[Data — start]
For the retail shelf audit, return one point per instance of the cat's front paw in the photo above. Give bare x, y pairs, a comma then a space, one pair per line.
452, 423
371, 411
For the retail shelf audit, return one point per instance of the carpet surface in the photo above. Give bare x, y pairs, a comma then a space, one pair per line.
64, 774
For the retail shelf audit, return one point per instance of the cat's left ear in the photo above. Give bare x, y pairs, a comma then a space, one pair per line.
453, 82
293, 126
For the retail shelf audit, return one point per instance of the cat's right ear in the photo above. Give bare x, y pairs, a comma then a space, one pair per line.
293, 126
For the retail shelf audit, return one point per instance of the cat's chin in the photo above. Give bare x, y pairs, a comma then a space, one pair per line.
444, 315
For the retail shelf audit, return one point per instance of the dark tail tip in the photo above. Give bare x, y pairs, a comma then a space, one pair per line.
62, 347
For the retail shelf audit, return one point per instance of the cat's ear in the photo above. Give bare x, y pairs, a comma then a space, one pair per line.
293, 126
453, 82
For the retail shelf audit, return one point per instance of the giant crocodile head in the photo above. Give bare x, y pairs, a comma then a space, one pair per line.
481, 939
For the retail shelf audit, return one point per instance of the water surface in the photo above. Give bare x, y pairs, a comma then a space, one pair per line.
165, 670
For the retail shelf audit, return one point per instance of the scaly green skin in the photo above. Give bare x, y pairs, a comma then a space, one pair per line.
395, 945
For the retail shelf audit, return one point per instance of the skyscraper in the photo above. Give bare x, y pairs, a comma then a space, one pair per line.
[Data — finish]
**What to produce**
Taking care to match every character, output all of the entries above.

**Finished exercise**
For the retail shelf audit, return one point per instance of the cat's front paw in the photo above. Give bare x, y pairs, a comma then a space, one pair per line.
452, 423
371, 411
For the retail shelf audit, return one point per instance of the carpet surface in the photo above. Give bare x, y pairs, a comma then a space, one pair per line.
64, 774
For the retail shelf audit, return one point per instance of the cat's left ear in the photo above. Give bare x, y pairs, a comma then a space, one pair per line.
453, 82
293, 126
For the retail shelf audit, return one point per instance of the cat's right ear in the photo above. Give bare x, y pairs, a comma then a space, one pair per line.
293, 126
For the retail shelf audit, return one point per instance of the cat's chin in the photo above. Give bare x, y pairs, a comma then a space, one pair per line.
444, 315
For the retail shelf audit, return one point per instance of the dark tail tip in the photo above. Give bare x, y pairs, a comma then a space, one pair per line.
62, 347
For the retail shelf audit, return one point per instance of the cat's ear in the photo above. Give bare x, y pairs, a comma then a space, one pair per line.
293, 126
453, 82
For the retail shelf audit, return one point per instance of the giant crocodile head in the photo above. Give bare x, y pairs, a comma then a space, one pair per line.
481, 939
For the retail shelf audit, return one point per instance of the water surface in the photo above. Give bare x, y pairs, a comma then a space, one pair per line.
165, 670
For the retail shelf audit, return one point per instance of the scaly green skin in the photo above. Give bare x, y pairs, a comma then a space, one pair per line.
395, 945
For the retail shelf audit, return one point per instance of the skyscraper in the photo above. Give bare x, y pairs, a comma then a space, one pair per line.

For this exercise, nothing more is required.